• What is expected: The whole listing is to be repeated exactly. Add nothing.

(Beginning of Records supplied)

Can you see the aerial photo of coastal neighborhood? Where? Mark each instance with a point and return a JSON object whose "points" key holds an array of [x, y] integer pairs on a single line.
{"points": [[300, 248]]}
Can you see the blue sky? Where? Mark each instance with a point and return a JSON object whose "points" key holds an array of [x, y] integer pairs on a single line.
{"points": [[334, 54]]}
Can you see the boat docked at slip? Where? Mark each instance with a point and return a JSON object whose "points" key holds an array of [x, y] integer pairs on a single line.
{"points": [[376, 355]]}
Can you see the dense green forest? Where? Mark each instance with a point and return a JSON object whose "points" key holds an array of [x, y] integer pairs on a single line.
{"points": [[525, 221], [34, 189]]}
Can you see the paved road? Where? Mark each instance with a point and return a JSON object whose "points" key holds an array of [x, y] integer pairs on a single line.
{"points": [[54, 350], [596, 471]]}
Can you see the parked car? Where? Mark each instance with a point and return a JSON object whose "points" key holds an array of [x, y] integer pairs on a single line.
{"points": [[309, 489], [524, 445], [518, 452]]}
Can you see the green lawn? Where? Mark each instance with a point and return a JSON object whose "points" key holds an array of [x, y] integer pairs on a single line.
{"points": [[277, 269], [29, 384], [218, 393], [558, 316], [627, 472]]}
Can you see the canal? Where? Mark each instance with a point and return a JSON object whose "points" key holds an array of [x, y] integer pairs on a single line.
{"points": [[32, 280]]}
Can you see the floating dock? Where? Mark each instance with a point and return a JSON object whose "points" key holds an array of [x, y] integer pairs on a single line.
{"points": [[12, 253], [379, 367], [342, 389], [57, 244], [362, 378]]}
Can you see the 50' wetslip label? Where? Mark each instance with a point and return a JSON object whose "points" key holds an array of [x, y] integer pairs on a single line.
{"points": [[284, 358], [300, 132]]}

(End of Records supplied)

• Answer to the problem:
Can you see the aerial photo of coastal neighborhood? Where? Mark each instance with a point and return a JSON object whose "points" key holds an array of [x, y] integer pairs on a single line.
{"points": [[300, 248]]}
Can you see the blue sky? Where? Mark each instance with a point and return a JSON object whose "points" key holds an array of [x, y] integer pairs on a single line.
{"points": [[334, 54]]}
Can you see the boat docked at slip? Where? Mark each instance with a point and return a JSON object whose "points" key holds an array of [x, y] integer pairs on a single line.
{"points": [[376, 355]]}
Can you see the dense green forest? Where? Mark each instance with a point and return a JSON object whose "points" key holds an array of [x, y] integer pairs on a single line.
{"points": [[525, 221], [34, 189]]}
Can you see the paved road? Where? Mark each instance with a point and return a JSON object whose "points" key holds an array of [x, y] integer pairs on a single line.
{"points": [[54, 350], [596, 471]]}
Can you see the parked car? Where? Mark each instance with a point and return a JSON object whose "points" key holds an array of [x, y] integer pairs on a single line.
{"points": [[309, 489], [524, 445], [518, 452]]}
Can you see the green lawn? Where? Mark each instance with a point and return a JSON object whose "points" key holds an array of [x, y] integer pairs on a single line.
{"points": [[277, 269], [29, 384], [218, 393], [558, 316], [627, 472]]}
Can you see the canal? Where? Mark each instance with a point and return a JSON object whose "points" key holds an array of [x, y] integer pairs on a single line.
{"points": [[32, 280]]}
Can you see the floating dock? Where? Mark each instance with a point and return a JSON object whose "points" key holds an array of [x, y] integer pairs on a single line.
{"points": [[12, 253], [379, 367], [342, 389], [57, 244], [362, 378]]}
Can you see the 50' wetslip label? Where? Mark each instance with a point and return a JSON object whose "points" key holds an array of [x, y] integer pairs on a single line.
{"points": [[284, 358], [300, 132]]}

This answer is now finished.